Warning: This HTML rendition of the RFC is experimental. It is programmatically generated, and small parts may be missing, damaged, or badly formatted. However, it is much more convenient to read via web browsers. Refer to the PostScript or text renditions for the ultimate authority.

Open Software Foundation M. Burati (HP)
Request For Comments: 93.0
February 1996

DCE 1.2 SECURITY SCALABILITY AND PERFORMANCE --

FUNCTIONAL SPECIFICATION

INTRODUCTION

For DCE 1.2, HP has agreed to provide 6 engineering months (EM) of effort toward improving the scalability and performance of the DCE Security component. That effort includes looking into a subset of the changes listed below to determine what was possible to complete within the given time frame, and what should be looked at in a future release. The 6EM agreed to includes the time devoted to investigate each of these areas and others relating to customer feedback, the writing of this functional spec, and the coding, building and testing of any fixes made as a result of this work.

The main driving force for providing scalability enhancements to DCE 1.2 was to begin to remove the barriers to DCE acceptance that currently exist for customers who would like to migrate large (on the order of many tens of thousands, up to a million) user bases to DCE. Given the limited timeframe that DCE 1.2 must be completed and shipped in, and given the large number of other projects that will be a more visible improvement to the DCE functionality base, we needed to weed out those items that will not provide the scalability improvements that we really need to address, and concentrate on the issues that are currently barriers to acceptance.

Changes Since Last Publication

Relative to previous drafts, this document now includes further breakdown of the size and components of each piece of work, and further distinction of what is scheduled to appear in the 1.2 code base.

TARGET

The target audience of this technology is the same as that of DCE Security in general, although those that are attempting to deploy large cells of machines and/or users will benefit the most from these changes and from future resolution of the remaining issues.

GOALS AND NON-GOALS

NOTE:
Nothing in this document should be construed as a commitment to provide any of the described functionality unless otherwise stated. This specification exists solely for the purposes of documenting the investigative work completed to determine the scalability needs of the DCE security component, and to document the improvements that we are able to implement during the DCE 1.2 timeframe.

The main goal of this effort is to improve the performance and/or scalability limits of DCE Security, without affecting the publicly visible interfaces in any way. No change that threatens the security of DCE will be considered for implementation.

It is a goal to attempt to evaluate the usefulness/risk/work-required of each of the following areas (the results of these evaluations will be described below):

Fine grain checkpointing.
Replace back-end security database.
Efficient ACL storage.
Client binding rewrite
More efficient memory usage.

It is not a goal of this effort to address any of the following previously suggested scalability topics:

Batch propagations.

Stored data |

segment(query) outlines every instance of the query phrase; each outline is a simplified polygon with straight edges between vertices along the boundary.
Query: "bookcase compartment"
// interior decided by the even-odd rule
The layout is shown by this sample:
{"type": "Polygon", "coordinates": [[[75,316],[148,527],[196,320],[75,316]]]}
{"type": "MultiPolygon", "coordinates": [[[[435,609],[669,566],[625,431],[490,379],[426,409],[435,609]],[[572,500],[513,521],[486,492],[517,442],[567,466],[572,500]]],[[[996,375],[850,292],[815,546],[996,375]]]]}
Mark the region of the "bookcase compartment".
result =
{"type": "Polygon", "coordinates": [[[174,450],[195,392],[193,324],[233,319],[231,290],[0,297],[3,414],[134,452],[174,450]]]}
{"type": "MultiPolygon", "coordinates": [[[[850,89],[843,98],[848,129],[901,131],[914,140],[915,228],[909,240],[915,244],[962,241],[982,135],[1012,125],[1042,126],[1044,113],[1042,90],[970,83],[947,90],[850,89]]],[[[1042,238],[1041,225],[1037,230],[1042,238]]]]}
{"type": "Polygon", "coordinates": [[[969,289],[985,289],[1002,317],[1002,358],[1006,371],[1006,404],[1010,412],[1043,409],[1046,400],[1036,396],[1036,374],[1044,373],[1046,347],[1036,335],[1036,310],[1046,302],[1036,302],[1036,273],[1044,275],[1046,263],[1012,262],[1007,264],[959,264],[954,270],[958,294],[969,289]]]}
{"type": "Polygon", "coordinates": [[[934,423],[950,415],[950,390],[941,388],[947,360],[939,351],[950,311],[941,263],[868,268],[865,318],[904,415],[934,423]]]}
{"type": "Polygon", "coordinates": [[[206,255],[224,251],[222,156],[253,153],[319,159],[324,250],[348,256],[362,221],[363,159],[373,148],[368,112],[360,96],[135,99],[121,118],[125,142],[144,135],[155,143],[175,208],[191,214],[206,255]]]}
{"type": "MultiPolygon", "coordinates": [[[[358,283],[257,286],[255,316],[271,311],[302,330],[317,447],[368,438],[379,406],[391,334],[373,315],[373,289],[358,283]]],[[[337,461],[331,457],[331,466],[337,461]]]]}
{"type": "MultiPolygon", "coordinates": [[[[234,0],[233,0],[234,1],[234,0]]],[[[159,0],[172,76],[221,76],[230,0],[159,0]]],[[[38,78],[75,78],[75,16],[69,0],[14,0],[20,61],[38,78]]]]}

WHAT YOU SHOULD DO | According to the DCE 1.2 security specification, how many engineering months of effort did HP agree to provide toward improving the scalability and performance of the DCE Security component?

RESULT OF THIS TASK | Six engineering months.